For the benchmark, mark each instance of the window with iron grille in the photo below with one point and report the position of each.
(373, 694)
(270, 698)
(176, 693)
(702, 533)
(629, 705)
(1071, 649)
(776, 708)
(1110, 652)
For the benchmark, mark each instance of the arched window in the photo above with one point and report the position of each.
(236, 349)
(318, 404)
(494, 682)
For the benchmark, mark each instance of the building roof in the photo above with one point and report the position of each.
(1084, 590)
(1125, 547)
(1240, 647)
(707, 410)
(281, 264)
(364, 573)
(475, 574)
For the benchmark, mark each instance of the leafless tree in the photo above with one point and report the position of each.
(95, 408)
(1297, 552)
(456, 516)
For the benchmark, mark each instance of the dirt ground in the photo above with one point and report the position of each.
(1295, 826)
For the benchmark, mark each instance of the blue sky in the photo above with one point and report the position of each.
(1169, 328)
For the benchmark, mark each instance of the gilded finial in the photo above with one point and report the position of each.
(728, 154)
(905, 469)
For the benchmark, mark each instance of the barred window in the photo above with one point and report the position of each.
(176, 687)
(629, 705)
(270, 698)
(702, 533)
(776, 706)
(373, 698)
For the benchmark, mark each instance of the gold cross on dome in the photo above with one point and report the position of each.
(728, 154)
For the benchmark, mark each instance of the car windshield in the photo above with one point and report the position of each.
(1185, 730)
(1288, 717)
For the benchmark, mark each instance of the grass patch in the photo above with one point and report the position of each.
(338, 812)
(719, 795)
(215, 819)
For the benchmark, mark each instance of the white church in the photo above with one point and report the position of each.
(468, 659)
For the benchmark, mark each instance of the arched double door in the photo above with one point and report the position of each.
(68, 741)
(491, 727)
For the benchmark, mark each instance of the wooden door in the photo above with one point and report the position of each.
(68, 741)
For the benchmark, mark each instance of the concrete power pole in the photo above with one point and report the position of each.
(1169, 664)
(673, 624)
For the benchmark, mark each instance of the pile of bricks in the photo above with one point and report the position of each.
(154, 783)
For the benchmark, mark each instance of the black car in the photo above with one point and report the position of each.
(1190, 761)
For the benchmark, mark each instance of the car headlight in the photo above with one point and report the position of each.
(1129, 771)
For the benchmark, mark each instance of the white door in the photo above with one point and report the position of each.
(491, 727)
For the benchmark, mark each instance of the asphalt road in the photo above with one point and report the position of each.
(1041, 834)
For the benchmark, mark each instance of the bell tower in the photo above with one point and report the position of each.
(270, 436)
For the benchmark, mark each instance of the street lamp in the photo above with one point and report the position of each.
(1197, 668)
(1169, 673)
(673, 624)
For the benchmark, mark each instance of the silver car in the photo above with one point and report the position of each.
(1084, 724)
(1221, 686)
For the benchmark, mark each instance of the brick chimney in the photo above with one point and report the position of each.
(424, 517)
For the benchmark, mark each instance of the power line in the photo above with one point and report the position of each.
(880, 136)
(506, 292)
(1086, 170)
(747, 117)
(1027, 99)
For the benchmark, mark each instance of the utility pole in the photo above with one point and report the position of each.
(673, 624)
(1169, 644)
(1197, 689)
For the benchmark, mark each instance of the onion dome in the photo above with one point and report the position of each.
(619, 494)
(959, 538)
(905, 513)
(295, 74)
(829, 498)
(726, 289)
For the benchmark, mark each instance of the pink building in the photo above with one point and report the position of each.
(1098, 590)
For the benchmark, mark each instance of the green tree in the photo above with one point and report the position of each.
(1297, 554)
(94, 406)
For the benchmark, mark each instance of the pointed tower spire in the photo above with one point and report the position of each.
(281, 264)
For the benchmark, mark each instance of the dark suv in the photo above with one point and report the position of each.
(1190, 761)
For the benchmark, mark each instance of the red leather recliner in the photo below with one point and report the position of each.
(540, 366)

— TASK REQUIREMENTS —
Output only the lines running from the line with "For the benchmark, mark each instance of the utility" through the final line of the data, inclusive.

— PROBLEM SOLUTION —
For the benchmark, mark each instance of the utility pole in the photo above with one point and report the position of each.
(673, 624)
(1169, 644)
(1197, 689)
For the benchmark, mark each instance of the onion dome in the photo above with one point and report the position of each.
(619, 494)
(959, 538)
(905, 513)
(295, 74)
(829, 498)
(726, 289)
For the benchmark, mark each instance of the pink building in the photo above with one point and report the position of each.
(1098, 590)
For the benchmark, mark each instance of the green tree in the photo above with one point and report the position of each.
(1297, 554)
(94, 406)
For the benchmark, mark each instance of the pointed tower spire in the photo above with one point and report the position of each.
(281, 264)
For the benchmark, mark each instance of the dark suv in the photo above with one point and report the position of each.
(1190, 761)
For the benchmark, mark each instance of the red leather recliner in the photo below with one point and report the position of each.
(540, 366)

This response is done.